- _Testo proposto_
━━━━━━━━
I saw the TV glow, di Jane Schoenbrun
Di questo film abbiamo abbondantemente parlato, perché si tratta di uno dei film che più ci hanno colpito quest’anno. È un film strano, stratificato, a tratti criptico. Parla di noi, di quel sentirsi diversi, di quel trovare un conforto nella serie tv (o nei prodotti artistici, in generale); parla anche dell’accettazione di sé, della propria sessualità e del proprio posto nel mondo. È difficile fare la scelta giusta. E in questo, la regista Jane Schoenbrun, trans e non-binary, non si schiera: non esistono scelte corrette; le scelte comportano sempre una rinuncia gravosa. Il tutto letto attraverso l’amicizia di due ragazzi che adorano una serie tv, con personaggi presi direttamente dagli Smashing Pumpkins (che rimangono sempre in sottofondo) e rimandi a David Lynch. Una messa in scena sorprendente, lontana dai rischi della nostalgia di un’epoca passata (e mai dorata), capace di parlare a tutti quelli che si sono sentiti diversi almeno una volta nella loro vita. Cioè a tutti.
Past Lives, di Celine Song (2023 ma da noi arrivato nel 2024)
Past Lives è il fulminante esordio di Celine Song, un menage a trois che non si consuma mai, pur continuando a bruciare negli anni. I momenti della storia sono come piccoli estratti di vita, che coinvolgono i due protagonisti, scena sé stanti, diorami di sentimenti. Ma è forse la terza parte, quando Hae Sung va a trovare Nora a New York che rappresenta la parte meglio riuscita, dove gli sguardi e i movimenti fanno più delle parole – magistrale in questo senso la scena del loro primo incontro a New York. Un film di spazi, reali e immaginati; incolmabili, ma che riempiono la scena. Con il finale amaro che ha commosso tipo tutti. Unico vero metro di paragone è In the mood for love, per atmosfera e tematiche, pur con un aspetto musicale meno riuscito (nonostante un Suzanne di Cohen buttata lì).
Povere creature!, di Yorgos Lanthimos (2023 ma da noi arrivato nel 2024)
━━━━━━━━
- _Consegna 1_
Copia fedelmente dal testo sui film il passo che va da "Past Lives è" fino a "Cohen buttata lì)." compreso.
- _Consegna 2_
Ripeti senza alcuna modifica tutte le righe dei dati riportate qui sotto.
━━━━━━━━
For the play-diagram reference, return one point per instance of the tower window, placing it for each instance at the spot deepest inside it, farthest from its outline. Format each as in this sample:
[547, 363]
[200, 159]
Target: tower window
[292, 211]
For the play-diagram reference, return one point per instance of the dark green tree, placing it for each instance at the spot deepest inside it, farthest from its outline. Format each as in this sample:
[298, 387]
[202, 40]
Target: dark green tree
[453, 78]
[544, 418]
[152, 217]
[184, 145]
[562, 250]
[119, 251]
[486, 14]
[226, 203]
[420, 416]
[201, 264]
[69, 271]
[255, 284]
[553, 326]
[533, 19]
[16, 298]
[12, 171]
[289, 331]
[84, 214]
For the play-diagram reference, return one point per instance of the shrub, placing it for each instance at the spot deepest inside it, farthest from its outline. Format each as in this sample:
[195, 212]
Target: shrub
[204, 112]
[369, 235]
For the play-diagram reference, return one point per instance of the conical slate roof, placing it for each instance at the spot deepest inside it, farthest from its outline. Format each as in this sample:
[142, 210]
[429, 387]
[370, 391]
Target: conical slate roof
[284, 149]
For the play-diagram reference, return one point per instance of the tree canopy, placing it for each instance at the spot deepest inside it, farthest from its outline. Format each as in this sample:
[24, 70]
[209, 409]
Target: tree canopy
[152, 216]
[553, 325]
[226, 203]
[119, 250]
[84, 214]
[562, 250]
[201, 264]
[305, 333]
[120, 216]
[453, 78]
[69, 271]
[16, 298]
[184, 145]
━━━━━━━━
- _Risultato 1_
Past Lives è il fulminante esordio di Celine Song, un menage a trois che non si consuma mai, pur continuando a bruciare negli anni. I momenti della storia sono come piccoli estratti di vita, che coinvolgono i due protagonisti, scena sé stanti, diorami di sentimenti. Ma è forse la terza parte, quando Hae Sung va a trovare Nora a New York che rappresenta la parte meglio riuscita, dove gli sguardi e i movimenti fanno più delle parole – magistrale in questo senso la scena del loro primo incontro a New York. Un film di spazi, reali e immaginati; incolmabili, ma che riempiono la scena. Con il finale amaro che ha commosso tipo tutti. Unico vero metro di paragone è In the mood for love, per atmosfera e tematiche, pur con un aspetto musicale meno riuscito (nonostante un Suzanne di Cohen buttata lì).

- _Risultato 2_
For the play-diagram reference, return one point per instance of the tower window, placing it for each instance at the spot deepest inside it, farthest from its outline. Format each as in this sample:
[547, 363]
[200, 159]
Target: tower window
[292, 211]
For the play-diagram reference, return one point per instance of the dark green tree, placing it for each instance at the spot deepest inside it, farthest from its outline. Format each as in this sample:
[298, 387]
[202, 40]
Target: dark green tree
[453, 78]
[544, 418]
[152, 217]
[184, 145]
[562, 250]
[119, 251]
[486, 14]
[226, 203]
[420, 416]
[201, 264]
[69, 271]
[255, 284]
[553, 326]
[533, 19]
[16, 298]
[12, 171]
[289, 331]
[84, 214]
For the play-diagram reference, return one point per instance of the shrub, placing it for each instance at the spot deepest inside it, farthest from its outline. Format each as in this sample:
[195, 212]
Target: shrub
[204, 112]
[369, 235]
For the play-diagram reference, return one point per instance of the conical slate roof, placing it for each instance at the spot deepest inside it, farthest from its outline. Format each as in this sample:
[142, 210]
[429, 387]
[370, 391]
Target: conical slate roof
[284, 149]
For the play-diagram reference, return one point per instance of the tree canopy, placing it for each instance at the spot deepest inside it, farthest from its outline. Format each as in this sample:
[24, 70]
[209, 409]
Target: tree canopy
[152, 216]
[553, 325]
[226, 203]
[119, 250]
[84, 214]
[562, 250]
[201, 264]
[305, 333]
[120, 216]
[453, 78]
[69, 271]
[16, 298]
[184, 145]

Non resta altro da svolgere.